Ita, Tim, Ilva. Come incentivare l'Italia dei capitali coraggiosi

Claudio Cerasa

La reputazione di un paese passa anche dai dossier industriali. E in attesa delle decisioni sulla compagnia telefonica e l'impianto di Taranto, Annunziata ci perdonerà se diremo che l’accordo Ita-Lufthansa è un punto a favore del governo

Nell’attesa che tutto vada male – e nell’attesa che il nostro paese finisca a scatafascio, come si dice, travolto da una “inevitabile recessione” che al momento si è però manifestata solo in Germania, da una “crisi occupazionale” che al momento però ha lasciato il posto a un boom di occupati e da un “imminente crollo della nostra economia” che al momento però può beneficiare di una crescita record tra i paesi dell’Ocse, la seconda migliore dopo il Canada, e da un livello di esportazioni altrettanto record, mai raggiunto nella storia recente del nostro paese – alcune cose che cominciano a funzionicchiare, in Italia, iniziano a intravedersi.

E tra queste, una molto importante da mettere a fuoco è quella che costituisce il tassello di un mosaico cruciale, intorno al quale nei prossimi mesi si andrà a misurare ulteriormente la reputazione dell’Italia. Il tema è ostico ma è decisivo. Ed è un tema facilmente intuibile se si scandiscono le tre lettere che hanno dominato la giornata economica di ieri: I-t-a. La notizia la conoscete già: il gruppo tedesco Lufthansa, ieri, non dando sorprendentemente peso alla grave notizia dell’addio di Lucia Annunziata alla Rai, desiderosa di denunciare le oscenità compiute da questo governo, è entrato ufficialmente nel capitale di Ita Airways, con una quota del 41 per cento, e con la possibilità, questa ancora da mettere nero su bianco, di arrivare fino al 90 per cento entro il 2025. Il governo Meloni, su questa partita, è riuscito laddove il governo Draghi aveva fatto cilecca – Draghi voleva vendere Ita a Lufthansa, il suo Mef affidò il dossier ad Air France, Meloni via Giorgetti ha tolto il dossier ad Air France e lo ha dato a Lufthansa – e per la prima volta nella storia recente della vecchia Alitalia si può dire che la partita della compagnia di bandiera (patrioti che vendono le nazionalissime bandiere: wow!) è finalmente definita, anche per merito di un governo che alle vecchie cordate di capitani coraggiosi ha per fortuna preferito le cordate dei capitali coraggiosi.

Il Pnrr è importante per la reputazione dell’Italia, come lo è la gestione del suo debito, ma la risoluzione di alcuni dossier incancreniti lo è altrettanto. E dopo aver risolto la partita di Ita, dopo aver messo in sicurezza lo stabilimento di Priolo (passato, per rispettare le sanzioni alla Russia, dalle mani di Lukoil a quelle dei ciprioti di Goi Energy, sperando che questi ultimi non siano solo uno schermo dietro al quale si nascondono investitori russi), il governo sa che la sua reputazione, il suo rapporto con i mercati, il suo rapporto con i privati, oggi passa da altre due partite non meno strategiche rispetto al Piano nazionale di ripresa e resilienza. Due partite sulle quali si misurerà la capacità del governo di fare un passo ulteriore dalla stagione della propaganda a quella della realtà: Tim e Ilva.

[Righe di origine]
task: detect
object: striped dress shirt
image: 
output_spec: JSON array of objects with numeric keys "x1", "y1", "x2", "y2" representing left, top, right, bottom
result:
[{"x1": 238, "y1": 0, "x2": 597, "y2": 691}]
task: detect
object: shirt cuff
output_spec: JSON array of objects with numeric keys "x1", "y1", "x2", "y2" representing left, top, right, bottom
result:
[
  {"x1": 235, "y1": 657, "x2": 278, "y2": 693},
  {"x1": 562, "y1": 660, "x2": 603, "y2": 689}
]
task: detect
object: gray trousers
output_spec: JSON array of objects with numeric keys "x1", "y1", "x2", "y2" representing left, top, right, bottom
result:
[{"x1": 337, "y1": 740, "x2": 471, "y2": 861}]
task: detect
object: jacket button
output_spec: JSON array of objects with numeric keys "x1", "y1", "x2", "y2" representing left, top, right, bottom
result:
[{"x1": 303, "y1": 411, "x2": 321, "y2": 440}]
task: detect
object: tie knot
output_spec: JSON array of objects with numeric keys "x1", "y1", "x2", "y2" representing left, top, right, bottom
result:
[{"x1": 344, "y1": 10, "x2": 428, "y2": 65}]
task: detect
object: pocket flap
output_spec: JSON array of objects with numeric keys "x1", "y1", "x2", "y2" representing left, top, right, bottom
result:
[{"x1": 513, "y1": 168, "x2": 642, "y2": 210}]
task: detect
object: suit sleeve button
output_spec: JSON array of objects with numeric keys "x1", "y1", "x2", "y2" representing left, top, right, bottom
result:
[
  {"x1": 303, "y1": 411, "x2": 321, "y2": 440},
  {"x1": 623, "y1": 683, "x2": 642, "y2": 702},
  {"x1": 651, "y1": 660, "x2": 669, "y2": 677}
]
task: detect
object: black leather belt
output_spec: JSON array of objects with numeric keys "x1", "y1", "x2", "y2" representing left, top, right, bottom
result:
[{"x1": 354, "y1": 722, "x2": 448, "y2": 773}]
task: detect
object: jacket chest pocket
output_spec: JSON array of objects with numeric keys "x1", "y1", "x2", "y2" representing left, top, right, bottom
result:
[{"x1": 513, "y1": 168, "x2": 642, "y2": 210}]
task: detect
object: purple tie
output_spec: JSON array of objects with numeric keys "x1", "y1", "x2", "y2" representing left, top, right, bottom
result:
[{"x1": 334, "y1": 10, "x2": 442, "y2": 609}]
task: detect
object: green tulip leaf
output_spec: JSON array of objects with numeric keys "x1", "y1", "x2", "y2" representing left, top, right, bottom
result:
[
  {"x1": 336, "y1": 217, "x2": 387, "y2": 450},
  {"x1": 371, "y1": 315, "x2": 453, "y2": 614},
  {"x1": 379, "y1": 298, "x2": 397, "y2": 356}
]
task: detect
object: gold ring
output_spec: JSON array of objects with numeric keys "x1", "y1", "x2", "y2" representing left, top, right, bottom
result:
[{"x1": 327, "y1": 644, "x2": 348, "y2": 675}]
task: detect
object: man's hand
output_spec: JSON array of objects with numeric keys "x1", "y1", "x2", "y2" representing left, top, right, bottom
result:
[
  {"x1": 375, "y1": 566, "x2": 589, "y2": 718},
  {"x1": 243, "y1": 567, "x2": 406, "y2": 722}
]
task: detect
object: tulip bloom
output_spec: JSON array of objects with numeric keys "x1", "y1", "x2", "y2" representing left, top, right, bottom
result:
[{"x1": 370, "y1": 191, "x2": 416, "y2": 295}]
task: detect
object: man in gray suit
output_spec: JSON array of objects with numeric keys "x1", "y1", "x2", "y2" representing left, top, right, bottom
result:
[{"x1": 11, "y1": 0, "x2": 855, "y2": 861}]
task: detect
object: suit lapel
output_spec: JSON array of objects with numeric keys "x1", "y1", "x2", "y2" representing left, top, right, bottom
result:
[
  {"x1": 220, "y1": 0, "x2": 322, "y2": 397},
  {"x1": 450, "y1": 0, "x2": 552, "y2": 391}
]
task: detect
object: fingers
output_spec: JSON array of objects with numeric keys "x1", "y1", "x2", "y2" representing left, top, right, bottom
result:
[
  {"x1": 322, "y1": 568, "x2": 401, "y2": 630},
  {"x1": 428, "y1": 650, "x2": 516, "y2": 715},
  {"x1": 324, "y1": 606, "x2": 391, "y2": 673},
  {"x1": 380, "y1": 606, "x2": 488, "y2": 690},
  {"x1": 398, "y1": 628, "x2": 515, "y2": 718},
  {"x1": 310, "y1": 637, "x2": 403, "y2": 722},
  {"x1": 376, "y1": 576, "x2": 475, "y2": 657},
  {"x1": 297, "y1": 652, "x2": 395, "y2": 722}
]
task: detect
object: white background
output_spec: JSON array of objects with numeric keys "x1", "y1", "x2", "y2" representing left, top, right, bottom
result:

§ **Compiti dell'esercizio**
**A)** Nel brano su Ita, Tim e Ilva, con quale quota Lufthansa è entrata nel capitale di Ita Airways?
**B)** Prosegui il brano su Ita, Tim e Ilva dopo l'ultima frase riportata.
Le righe non hanno alcun legame con il brano su Ita, Tim e Ilva.

§ **Risposte in sequenza**
**A)** Con una quota del 41 per cento.

**B)**
Su Tim, la partita è tutto sommato semplice. Entro il 9 giugno, il board della società, che ha un debito che si aggira attorno ai 28 miliardi di euro (bum!), dovrà valutare le offerte ricevute per acquisire la sua rete (nota bene: più il tempo passa e più il titolo peggiora). Una prima offerta sarà quella del fondo americano Kkr (che ha già proposto di acquistare la rete mettendo sul piatto ventuno miliardi di euro, dieci in meno rispetto a quelli che si dice chieda il primo azionista di Tim, Vivendi). La seconda offerta (sulla quale in pochi fanno però affidamento) dovrebbe essere quella del consorzio Cdp-Macquarie (fondo australiano con cui Cdp è socia di maggioranza in Open Fiber). In Tim, il governo è indirettamente parte in causa avendo il 9,8 per cento della società attraverso Cdp (in cda di Tim siede il presidente di Cdp: Giovanni Gorno Tempini).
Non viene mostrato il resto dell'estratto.